> 本文抜粋
+ + + + +

新・着床前遺伝子診断MoT:遺伝病はもちろんアルツも糖尿も癌も心臓病も弾けるぞ

ロンドンのBridge Center で開発された
着床前遺伝子診断の新らしい技術 “遺伝MoT”とは
IVFで作った胚が2日めになったところで、
それぞれの胚から細胞を1つずつ取り出して
karyomappingと呼ばれるテクニックで遺伝子を解析、
その後に健康な胚を着床させる、というもの。

現在の着床前診断と違い、ほんの数週間で完了する。

現在の着床前遺伝子診断で分かる遺伝病は限られているが、
遺伝MoTでは、ほとんどの遺伝病のスクリーニングが可能になり
嚢胞性線維症、筋ジス、ハンチントン病などの重病を避けられるだけでなく、
糖尿、アルツハイマー、心臓病や癌などの
一般的な病気にかかる確率が高い胚も見分けることが可能。

また不妊の女性には
最も正常発達の可能性が高い胚を選ぶことによって
妊娠の確率を上げることができる。

当然ながら「デザイナー・ベビー」に繋がるという懸念や
同意を与えることができない胎児の健康に関する個人情報の扱いを巡る
倫理問題が指摘されています。

このテクニックの開発を率いたAlan Handyside教授は
「現在このテクニックを固めているところで、上手くいけば革命的な技術となる」と語り、
ヒト受精・胚機構にライセンスを申請する予定で、
実現の暁には1500ポンドで受けられる。

+ + + + +

> データ部
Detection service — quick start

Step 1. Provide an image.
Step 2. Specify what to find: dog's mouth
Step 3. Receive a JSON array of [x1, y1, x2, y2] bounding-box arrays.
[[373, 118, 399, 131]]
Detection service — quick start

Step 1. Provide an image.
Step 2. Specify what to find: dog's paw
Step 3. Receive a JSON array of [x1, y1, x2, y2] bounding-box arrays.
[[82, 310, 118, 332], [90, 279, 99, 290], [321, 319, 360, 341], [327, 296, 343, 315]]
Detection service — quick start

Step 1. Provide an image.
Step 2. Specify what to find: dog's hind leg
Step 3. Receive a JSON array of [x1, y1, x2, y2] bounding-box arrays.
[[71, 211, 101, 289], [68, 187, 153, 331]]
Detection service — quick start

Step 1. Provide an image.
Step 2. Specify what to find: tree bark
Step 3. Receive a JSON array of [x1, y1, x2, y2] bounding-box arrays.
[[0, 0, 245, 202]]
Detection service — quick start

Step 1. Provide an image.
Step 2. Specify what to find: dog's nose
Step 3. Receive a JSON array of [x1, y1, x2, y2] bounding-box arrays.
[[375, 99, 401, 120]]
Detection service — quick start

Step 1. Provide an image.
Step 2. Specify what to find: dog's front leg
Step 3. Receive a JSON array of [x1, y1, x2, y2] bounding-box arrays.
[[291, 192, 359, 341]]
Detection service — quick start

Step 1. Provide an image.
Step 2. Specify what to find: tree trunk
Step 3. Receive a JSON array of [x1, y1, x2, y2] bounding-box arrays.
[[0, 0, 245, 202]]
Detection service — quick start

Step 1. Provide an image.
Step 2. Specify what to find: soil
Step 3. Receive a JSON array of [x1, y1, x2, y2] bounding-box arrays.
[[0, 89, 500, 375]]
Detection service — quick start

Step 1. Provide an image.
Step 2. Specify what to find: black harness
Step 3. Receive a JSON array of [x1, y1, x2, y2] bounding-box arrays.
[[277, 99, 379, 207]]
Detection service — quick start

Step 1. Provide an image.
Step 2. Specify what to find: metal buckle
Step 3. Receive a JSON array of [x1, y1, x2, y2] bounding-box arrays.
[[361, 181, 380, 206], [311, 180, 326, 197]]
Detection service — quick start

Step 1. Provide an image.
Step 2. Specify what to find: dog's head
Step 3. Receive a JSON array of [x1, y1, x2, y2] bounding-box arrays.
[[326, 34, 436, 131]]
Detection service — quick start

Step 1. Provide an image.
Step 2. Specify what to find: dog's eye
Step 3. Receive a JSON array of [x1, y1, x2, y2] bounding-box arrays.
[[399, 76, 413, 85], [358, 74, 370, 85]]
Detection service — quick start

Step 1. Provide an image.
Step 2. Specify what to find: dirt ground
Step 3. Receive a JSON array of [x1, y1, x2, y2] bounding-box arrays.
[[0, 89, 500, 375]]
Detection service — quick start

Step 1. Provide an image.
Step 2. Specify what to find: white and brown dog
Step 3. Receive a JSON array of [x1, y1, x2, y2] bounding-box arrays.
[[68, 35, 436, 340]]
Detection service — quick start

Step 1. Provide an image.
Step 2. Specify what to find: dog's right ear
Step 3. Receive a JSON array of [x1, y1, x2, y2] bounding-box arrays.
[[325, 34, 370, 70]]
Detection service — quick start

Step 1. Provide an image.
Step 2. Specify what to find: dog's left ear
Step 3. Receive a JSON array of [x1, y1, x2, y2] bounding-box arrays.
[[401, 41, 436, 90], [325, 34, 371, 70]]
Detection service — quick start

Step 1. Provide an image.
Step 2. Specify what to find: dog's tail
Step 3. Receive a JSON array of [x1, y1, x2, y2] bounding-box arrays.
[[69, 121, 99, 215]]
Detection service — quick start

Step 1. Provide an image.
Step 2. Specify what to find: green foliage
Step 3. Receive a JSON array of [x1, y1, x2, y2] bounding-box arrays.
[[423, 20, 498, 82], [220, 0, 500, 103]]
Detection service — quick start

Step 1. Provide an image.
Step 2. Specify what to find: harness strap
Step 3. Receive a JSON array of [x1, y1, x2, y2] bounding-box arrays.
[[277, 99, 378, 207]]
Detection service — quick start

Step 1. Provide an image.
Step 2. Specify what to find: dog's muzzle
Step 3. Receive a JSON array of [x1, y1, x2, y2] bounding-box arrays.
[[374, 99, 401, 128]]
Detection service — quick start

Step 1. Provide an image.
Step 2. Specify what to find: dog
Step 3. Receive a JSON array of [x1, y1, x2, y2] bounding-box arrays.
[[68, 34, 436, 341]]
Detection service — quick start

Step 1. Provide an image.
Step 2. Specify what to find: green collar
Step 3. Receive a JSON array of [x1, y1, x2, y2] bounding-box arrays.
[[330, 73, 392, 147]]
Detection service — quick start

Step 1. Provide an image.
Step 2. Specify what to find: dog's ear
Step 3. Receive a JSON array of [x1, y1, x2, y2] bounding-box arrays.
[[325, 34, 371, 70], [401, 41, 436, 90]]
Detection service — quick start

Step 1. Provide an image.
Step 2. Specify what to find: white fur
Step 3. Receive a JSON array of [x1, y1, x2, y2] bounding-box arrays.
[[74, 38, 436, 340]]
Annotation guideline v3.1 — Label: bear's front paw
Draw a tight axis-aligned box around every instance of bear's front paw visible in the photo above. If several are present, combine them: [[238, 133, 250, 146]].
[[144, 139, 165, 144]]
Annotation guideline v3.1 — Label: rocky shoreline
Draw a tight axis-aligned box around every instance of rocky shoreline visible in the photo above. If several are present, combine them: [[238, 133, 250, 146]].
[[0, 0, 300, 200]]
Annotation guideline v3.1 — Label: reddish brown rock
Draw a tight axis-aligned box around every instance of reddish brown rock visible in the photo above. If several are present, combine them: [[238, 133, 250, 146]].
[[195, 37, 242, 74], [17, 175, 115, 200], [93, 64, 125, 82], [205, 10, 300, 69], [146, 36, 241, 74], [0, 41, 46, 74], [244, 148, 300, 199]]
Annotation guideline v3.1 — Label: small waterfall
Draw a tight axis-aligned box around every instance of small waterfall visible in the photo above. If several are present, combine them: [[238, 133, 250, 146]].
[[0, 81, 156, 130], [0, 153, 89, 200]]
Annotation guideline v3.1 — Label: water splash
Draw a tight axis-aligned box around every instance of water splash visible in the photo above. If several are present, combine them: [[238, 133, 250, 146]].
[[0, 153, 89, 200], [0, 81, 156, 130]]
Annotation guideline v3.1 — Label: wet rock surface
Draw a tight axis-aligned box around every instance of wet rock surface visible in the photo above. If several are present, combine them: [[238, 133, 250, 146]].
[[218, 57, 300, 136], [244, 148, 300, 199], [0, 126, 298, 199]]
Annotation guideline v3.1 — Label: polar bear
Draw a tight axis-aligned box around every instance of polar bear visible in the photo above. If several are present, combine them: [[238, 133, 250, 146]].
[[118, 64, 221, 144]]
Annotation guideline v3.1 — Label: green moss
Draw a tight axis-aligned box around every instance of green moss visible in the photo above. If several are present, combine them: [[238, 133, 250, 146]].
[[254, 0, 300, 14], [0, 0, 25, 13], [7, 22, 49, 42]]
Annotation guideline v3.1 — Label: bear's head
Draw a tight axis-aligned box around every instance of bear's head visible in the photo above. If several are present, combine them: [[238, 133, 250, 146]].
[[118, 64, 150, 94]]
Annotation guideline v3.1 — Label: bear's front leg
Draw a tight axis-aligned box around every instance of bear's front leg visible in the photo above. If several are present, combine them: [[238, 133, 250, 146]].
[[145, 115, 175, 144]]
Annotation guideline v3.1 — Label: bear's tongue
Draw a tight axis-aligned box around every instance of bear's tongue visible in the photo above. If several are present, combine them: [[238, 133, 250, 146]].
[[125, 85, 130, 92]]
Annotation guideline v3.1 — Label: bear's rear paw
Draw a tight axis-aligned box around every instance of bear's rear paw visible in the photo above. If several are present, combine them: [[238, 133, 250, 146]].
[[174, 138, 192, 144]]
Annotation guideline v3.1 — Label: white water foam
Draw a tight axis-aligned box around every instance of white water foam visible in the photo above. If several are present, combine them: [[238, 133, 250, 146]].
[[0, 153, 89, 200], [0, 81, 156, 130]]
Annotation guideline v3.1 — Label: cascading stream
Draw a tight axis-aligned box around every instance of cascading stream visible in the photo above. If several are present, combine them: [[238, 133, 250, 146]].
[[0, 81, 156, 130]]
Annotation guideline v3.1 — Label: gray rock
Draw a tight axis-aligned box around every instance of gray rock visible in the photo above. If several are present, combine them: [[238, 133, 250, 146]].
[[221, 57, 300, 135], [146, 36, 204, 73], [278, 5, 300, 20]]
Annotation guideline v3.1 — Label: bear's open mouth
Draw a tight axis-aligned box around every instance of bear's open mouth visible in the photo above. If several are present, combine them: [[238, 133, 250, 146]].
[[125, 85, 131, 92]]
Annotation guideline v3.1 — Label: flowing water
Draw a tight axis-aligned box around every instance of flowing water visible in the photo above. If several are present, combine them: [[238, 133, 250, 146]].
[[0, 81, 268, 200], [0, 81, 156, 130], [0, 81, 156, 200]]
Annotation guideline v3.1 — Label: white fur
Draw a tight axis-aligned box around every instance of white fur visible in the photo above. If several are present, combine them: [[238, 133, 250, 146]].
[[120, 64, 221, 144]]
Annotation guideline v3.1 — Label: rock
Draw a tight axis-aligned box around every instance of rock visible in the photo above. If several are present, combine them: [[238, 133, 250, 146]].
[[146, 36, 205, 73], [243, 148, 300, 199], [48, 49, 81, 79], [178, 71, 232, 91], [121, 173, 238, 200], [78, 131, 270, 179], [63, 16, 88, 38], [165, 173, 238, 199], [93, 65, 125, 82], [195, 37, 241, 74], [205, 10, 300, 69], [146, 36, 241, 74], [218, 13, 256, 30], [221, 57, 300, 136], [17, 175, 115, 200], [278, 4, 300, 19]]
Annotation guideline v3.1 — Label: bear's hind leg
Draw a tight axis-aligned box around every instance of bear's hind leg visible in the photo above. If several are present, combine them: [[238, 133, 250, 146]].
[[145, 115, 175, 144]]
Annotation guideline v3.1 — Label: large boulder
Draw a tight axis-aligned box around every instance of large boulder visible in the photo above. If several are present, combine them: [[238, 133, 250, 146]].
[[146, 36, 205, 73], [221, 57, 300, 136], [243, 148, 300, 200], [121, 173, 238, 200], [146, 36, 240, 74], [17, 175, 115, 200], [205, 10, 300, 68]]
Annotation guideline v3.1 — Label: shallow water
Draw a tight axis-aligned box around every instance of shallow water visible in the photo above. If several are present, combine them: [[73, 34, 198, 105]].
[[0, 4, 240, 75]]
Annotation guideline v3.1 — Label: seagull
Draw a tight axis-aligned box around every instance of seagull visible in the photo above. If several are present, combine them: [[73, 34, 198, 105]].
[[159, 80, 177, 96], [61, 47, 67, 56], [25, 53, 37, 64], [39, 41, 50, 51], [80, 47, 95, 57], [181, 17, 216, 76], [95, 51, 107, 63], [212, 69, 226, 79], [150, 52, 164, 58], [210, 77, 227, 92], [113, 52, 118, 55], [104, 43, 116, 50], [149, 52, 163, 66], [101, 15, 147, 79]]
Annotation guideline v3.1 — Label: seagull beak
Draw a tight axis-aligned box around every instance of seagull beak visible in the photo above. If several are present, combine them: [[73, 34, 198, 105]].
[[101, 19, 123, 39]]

+ + + + +

> 問題 1
遺伝MoTの記事のうち、「当然ながら「デザイナー・ベビー」に繋がるという懸念や」から始まり「実現の暁には1500ポンドで受けられる。」で終わる部分を、「ライセンス」を「認可」に言い換えて書き直してもらえますか。
> 問題 2
遺伝MoTの記事について、次の問いに答えてください。
(a) 遺伝MoTはどこで開発されましたか。
(b) 胚から細胞を1つずつ取り出すのは、胚が何日めになったときですか。
(c) 実現した場合、いくらで受けられますか。
> 問題 3
遺伝MoTの記事の続きを、最後の文の後から書いてもらえますか。
これらの記録は遺伝MoTの記事とは関係がありません。

> 解答 1
当然ながら「デザイナー・ベビー」に繋がるという懸念や
同意を与えることができない胎児の健康に関する個人情報の扱いを巡る
倫理問題が指摘されています。

このテクニックの開発を率いたAlan Handyside教授は
「現在このテクニックを固めているところで、上手くいけば革命的な技術となる」と語り、
ヒト受精・胚機構に認可を申請する予定で、
実現の暁には1500ポンドで受けられる。

> 解答 2
(a) ロンドンのBridge Center
(b) 2日め
(c) 1500ポンド

> 解答 3
もっとも、同じBridge Centerの他の科学者の話では
3つの条件を満たす胚を選ぶためには何千もの胚を作ることが必要となり
現実にはそんなことは不可能なので
所詮デザイナー・ベビーは無理なのだとのこと。

Genetic MoT will detect disease in unborn child
By Mark Henderson, Science Editor
The Times, October 24, 2008


Timesには、この記事と同時に、
Bristle大学の医療倫理の専門家による
“遺伝MoT”技術に疑問を投げかける記事が掲載されており、

“滑り坂”にならないためには
子どもの遺伝子を選ぶ技術ができたからといって使えばいいというのではなく
現実に機能する制約を設け、きちんと監督することも必要だし、
親の側にも常識を持った対応が肝要だろう、と。

There is no guarantee of the perfect child
By Ainsley Newson, Commentary
The times, October 24, 2008

Newsonはまず最初に
技術的にそんなことは出来ないのだから、
この技術がデザイナー・ベビーへの入り口だという誤解をするまい、と呼びかけます。

その次に、どの病気について、この技術を使うのかを慎重に考えなければならないが、
一度に複数の病気のスクリーニングを行うことが妥当なのか。
また命に関るほどではない慢性病のスクリーニングが妥当なのか。

選択が可能であるかぎり、
親には可能な限り最良の子どもを持つチャンスが与えられるべきだろうか。
しかし、予め設定した条件で子どもを選ぶということそのものが
親になるということにおける最も大切なものに反しているように思われる。

子の遺伝子情報がカルテに記載されてしまうと
親にはアクセスする権利があることになるが、果たして、それでいいのか?

今のところ、子どもの遺伝子診断は
子ども自身が判断できる年齢になるまで行わないで置くのが通例だというのに
その子が存在する以前から遺伝子情報全体が明かされてしまうことになれば
プライバシーとデータ保護の問題が出てくる。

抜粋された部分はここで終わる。